* SET OF TASKS *
- 1) According to the Leonard Cohen article, which album includes "Seems So Long Ago, Nancy"?
- 2) Reproduce the part of the Leonard Cohen article that begins at the words "Few songwriters take" and stops after "longing, and spirituality.".

── SELECTED TEXT ──

Few songwriters take more care with a turn of phrase than Leonard Cohen. The Canadian singer and poet sometimes takes years—and in a few cases, decades—to complete songs, though his pace has quickened amid a late-career boom. His stunning new one, You Want It Darker, is his third since 2012, but just his 14th studio album overall, starting with 1967’s Songs of Leonard Cohen. But the results are usually worth waiting for: Cohen writes with depth, passion, and especially in his later years, dry wit. He switches with ease from sacred to secular, sometimes in one breath to the next, on story songs about lust, longing, and spirituality.
As he has gotten older, Cohen’s lyrics have turned increasingly toward themes of mortality. The 82-year-old’s last three albums are, in many ways, a coming to terms with his advancing age and the ever-nearer prospect of finding out what, if anything, comes next. But while his focus on the end is more pronounced (like a recent New Yorker profile quoting Cohen as saying he’s “ready to die,” though he did backtrack slightly), it’s not new. Cohen has been writing dignified songs about death since he was a young man. “Seems So Long Ago, Nancy,” off 1969’s Songs From a Room, is about the suicide of a friend from his native Montreal. And the subjects of “A Bunch of Lonesome Heroes,” from the same album, are eager to tell their stories before they “turn into gold.”
Some of Cohen’s best songs about death, though, are more oblique, or wrapped up in layers of metaphor to the extent that sussing out themes of mortality requires some guesswork. In other words, they aren’t all clearly deathbed confessions, a la 1984’s “The Captain.” Here, then, are eight of Leonard Cohen’s most elegant songs that are probably about death.
“You Want It Darker”
Cohen has spent much of his past three albums questioning God, almost as if he’s racing the clock to fully reconcile his deep-seated spirituality with all the senseless suffering in the world. The title track from his latest is a particularly pointed critique that draws on scripture and religious iconography. Cohen sounds disapproving when he intones the title phrase at the end of each verse. And in the refrain when he rumbles, “I’m ready, my Lord,” it’s part challenge, part reproach to a divine being who could allow, if not inflict, so much death and misery while skipping over one who is more willing to go instead.

───
── INFORMATION PROVIDED ──

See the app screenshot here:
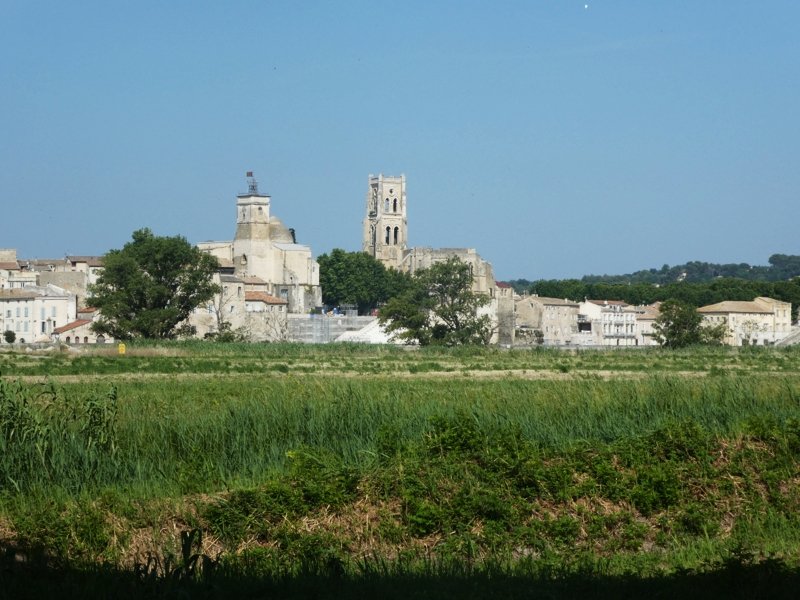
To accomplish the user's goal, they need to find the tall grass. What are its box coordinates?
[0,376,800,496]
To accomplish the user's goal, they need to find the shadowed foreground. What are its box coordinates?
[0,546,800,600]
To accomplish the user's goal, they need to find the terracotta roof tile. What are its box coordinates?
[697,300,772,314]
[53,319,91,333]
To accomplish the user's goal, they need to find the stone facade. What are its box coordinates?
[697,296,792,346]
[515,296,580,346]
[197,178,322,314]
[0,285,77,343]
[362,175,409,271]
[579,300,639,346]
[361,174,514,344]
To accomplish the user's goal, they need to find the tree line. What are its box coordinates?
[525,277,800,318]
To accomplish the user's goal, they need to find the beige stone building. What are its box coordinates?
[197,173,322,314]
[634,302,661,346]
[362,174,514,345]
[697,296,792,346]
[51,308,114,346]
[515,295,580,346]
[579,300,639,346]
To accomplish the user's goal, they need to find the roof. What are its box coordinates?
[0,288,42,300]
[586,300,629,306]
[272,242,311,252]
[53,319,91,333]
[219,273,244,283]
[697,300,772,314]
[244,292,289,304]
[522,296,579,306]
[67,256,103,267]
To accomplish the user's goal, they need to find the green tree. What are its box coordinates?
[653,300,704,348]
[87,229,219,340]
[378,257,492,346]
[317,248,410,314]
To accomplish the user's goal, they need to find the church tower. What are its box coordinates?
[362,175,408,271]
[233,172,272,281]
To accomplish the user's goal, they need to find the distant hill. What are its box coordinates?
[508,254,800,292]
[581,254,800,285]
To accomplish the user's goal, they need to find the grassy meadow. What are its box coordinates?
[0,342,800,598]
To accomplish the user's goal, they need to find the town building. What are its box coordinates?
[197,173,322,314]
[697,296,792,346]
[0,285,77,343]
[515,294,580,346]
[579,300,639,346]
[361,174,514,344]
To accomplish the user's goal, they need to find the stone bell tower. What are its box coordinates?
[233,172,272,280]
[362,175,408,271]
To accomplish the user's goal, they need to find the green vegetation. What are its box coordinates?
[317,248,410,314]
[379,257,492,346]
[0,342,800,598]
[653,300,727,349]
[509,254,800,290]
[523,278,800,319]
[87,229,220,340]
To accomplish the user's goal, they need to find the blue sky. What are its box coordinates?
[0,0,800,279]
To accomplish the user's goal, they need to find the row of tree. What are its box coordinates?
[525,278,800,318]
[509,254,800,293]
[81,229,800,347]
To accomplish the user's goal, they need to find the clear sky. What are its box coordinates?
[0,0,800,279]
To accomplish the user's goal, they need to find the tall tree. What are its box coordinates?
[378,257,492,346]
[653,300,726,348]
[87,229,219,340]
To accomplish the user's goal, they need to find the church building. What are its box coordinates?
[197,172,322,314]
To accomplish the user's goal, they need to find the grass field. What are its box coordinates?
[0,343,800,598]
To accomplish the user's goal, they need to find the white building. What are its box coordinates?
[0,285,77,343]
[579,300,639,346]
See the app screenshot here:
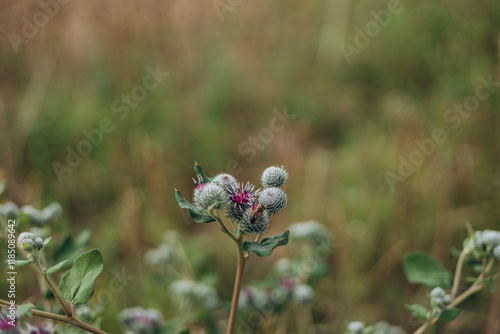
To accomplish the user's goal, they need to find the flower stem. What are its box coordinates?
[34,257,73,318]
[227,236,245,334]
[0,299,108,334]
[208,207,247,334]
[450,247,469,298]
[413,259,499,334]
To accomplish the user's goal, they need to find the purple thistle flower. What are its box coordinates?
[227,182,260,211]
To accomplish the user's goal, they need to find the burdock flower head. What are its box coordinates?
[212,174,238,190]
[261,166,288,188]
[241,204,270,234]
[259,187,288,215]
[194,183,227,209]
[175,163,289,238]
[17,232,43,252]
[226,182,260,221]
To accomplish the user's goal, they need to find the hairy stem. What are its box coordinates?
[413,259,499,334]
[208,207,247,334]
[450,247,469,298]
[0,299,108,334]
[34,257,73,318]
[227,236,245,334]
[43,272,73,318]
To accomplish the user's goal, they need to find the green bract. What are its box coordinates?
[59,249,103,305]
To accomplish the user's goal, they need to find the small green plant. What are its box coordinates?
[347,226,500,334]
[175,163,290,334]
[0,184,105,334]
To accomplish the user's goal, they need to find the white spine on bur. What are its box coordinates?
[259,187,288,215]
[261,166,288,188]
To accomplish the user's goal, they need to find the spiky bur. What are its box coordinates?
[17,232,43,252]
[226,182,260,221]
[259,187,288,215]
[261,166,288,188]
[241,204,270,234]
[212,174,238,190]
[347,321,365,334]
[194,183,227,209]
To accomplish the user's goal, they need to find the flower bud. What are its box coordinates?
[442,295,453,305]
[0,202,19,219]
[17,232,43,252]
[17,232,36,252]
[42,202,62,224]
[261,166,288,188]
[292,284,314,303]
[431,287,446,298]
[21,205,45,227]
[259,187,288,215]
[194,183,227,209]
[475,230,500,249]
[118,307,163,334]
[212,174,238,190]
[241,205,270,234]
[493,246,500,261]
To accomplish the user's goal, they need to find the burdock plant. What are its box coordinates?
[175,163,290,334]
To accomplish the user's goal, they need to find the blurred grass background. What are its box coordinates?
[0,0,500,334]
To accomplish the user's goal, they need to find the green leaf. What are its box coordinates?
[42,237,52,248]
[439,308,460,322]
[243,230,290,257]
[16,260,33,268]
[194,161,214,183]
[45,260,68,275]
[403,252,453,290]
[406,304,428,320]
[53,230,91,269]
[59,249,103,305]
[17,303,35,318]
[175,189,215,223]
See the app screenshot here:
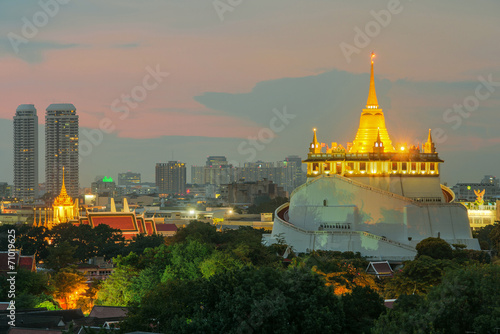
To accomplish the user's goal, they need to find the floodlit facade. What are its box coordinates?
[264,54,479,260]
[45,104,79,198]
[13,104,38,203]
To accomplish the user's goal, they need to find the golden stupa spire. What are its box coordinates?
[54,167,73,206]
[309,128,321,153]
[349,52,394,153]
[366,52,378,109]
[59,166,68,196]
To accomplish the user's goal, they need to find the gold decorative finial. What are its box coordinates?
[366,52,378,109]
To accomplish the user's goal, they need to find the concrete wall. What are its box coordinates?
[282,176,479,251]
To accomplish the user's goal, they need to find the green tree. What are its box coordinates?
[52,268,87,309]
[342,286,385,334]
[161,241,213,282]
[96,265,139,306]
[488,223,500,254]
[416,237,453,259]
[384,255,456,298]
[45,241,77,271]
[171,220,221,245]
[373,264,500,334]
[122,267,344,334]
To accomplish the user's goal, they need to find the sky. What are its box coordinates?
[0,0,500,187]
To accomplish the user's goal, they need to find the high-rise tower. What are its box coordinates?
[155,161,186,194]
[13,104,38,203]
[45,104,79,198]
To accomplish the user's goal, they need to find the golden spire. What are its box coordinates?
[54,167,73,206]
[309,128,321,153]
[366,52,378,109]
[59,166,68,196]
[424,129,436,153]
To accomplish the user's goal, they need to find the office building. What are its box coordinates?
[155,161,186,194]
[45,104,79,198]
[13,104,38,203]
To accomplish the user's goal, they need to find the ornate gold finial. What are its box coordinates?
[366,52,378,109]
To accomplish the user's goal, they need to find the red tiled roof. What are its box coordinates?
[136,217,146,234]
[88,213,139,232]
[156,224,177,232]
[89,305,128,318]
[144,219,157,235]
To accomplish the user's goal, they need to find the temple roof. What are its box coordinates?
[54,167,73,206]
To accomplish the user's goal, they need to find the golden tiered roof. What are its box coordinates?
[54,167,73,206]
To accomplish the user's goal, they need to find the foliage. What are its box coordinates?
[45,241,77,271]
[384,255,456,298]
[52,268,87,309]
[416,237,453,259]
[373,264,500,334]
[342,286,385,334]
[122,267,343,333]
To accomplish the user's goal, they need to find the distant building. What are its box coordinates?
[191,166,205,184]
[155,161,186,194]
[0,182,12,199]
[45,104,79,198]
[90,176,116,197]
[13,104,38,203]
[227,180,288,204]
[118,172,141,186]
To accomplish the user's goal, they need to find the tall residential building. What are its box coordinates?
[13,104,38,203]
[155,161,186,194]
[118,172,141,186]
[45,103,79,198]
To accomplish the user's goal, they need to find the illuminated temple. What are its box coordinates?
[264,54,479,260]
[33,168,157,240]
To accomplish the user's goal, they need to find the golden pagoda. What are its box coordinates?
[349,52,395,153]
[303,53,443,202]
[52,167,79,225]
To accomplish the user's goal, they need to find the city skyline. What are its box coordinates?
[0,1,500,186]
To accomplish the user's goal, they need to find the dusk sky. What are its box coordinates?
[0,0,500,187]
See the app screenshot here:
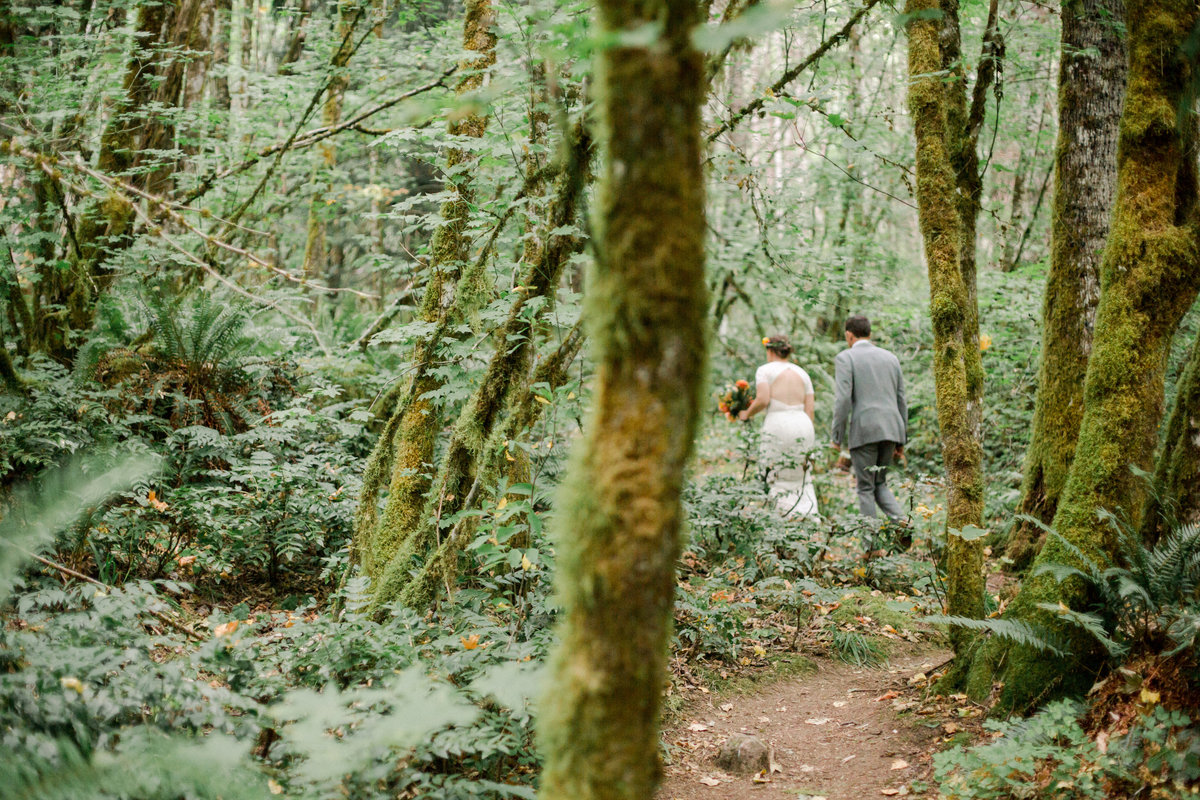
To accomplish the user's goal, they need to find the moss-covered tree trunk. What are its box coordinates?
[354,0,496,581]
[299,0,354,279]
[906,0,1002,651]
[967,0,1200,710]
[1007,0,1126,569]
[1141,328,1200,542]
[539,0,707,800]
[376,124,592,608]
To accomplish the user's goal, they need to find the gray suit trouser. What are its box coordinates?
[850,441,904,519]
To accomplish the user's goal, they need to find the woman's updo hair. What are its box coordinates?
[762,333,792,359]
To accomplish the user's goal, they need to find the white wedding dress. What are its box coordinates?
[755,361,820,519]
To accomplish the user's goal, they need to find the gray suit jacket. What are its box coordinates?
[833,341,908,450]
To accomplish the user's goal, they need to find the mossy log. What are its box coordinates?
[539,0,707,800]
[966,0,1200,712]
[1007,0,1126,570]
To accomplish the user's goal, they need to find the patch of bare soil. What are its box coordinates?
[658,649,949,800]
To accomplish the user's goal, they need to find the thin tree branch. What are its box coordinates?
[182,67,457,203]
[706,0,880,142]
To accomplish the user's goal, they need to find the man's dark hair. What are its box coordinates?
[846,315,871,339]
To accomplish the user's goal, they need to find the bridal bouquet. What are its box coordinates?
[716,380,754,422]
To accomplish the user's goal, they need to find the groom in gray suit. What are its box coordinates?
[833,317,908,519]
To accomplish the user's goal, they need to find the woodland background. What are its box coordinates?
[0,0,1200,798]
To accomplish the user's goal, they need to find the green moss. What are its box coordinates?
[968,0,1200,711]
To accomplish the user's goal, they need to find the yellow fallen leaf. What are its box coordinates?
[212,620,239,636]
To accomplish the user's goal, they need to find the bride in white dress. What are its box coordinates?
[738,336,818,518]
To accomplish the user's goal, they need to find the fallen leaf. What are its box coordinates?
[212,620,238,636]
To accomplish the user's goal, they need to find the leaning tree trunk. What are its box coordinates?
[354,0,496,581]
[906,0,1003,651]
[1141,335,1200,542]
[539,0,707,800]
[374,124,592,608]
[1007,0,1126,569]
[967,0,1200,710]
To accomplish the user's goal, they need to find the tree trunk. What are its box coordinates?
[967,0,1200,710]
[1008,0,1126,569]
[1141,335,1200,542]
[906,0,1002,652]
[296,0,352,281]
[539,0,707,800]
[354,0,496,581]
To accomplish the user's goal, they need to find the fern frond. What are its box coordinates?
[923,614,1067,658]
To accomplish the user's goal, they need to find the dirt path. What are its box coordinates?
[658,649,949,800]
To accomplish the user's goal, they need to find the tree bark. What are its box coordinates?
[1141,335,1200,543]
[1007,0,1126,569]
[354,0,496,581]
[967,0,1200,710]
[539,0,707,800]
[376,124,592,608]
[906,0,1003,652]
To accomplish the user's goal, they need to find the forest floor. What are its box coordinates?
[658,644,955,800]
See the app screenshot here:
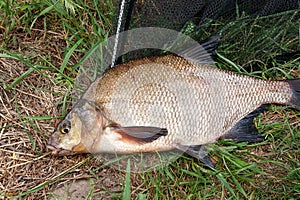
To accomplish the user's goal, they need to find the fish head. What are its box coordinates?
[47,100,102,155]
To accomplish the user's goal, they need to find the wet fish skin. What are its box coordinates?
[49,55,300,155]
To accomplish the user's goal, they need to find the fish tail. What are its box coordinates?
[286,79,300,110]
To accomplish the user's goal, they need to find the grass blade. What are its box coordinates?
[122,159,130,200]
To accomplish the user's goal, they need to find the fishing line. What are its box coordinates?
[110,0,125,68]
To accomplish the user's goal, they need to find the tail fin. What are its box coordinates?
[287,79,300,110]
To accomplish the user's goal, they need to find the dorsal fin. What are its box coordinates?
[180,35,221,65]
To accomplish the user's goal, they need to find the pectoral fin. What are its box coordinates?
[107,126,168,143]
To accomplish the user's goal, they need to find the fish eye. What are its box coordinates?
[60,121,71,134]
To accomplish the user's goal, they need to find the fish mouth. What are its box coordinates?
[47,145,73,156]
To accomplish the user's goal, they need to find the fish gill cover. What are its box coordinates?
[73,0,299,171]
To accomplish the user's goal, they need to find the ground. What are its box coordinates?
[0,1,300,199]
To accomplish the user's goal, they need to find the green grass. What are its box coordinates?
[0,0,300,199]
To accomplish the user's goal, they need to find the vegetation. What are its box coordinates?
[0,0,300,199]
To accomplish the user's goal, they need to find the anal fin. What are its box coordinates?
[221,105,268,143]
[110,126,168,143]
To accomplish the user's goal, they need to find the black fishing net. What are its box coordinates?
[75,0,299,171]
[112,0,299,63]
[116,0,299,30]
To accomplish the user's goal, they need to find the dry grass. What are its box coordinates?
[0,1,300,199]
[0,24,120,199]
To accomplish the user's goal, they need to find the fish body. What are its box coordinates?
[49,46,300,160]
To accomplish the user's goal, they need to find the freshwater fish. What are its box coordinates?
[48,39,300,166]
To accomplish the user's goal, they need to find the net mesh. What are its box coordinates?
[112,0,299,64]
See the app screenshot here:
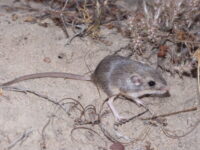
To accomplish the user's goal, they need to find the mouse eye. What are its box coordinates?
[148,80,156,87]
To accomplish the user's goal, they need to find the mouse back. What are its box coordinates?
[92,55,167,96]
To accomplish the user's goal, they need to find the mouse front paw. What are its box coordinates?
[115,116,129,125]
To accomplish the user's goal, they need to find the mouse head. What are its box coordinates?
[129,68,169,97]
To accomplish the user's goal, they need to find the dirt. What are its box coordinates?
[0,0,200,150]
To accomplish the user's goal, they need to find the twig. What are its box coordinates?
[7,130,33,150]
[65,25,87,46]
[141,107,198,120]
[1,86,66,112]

───

* PER-TASK OUTPUTS *
- 1) 1969's Songs From a Room

- 2)
Few songwriters take more care with a turn of phrase than Leonard Cohen. The Canadian singer and poet sometimes takes years—and in a few cases, decades—to complete songs, though his pace has quickened amid a late-career boom. His stunning new one, You Want It Darker, is his third since 2012, but just his 14th studio album overall, starting with 1967’s Songs of Leonard Cohen. But the results are usually worth waiting for: Cohen writes with depth, passion, and especially in his later years, dry wit. He switches with ease from sacred to secular, sometimes in one breath to the next, on story songs about lust, longing, and spirituality.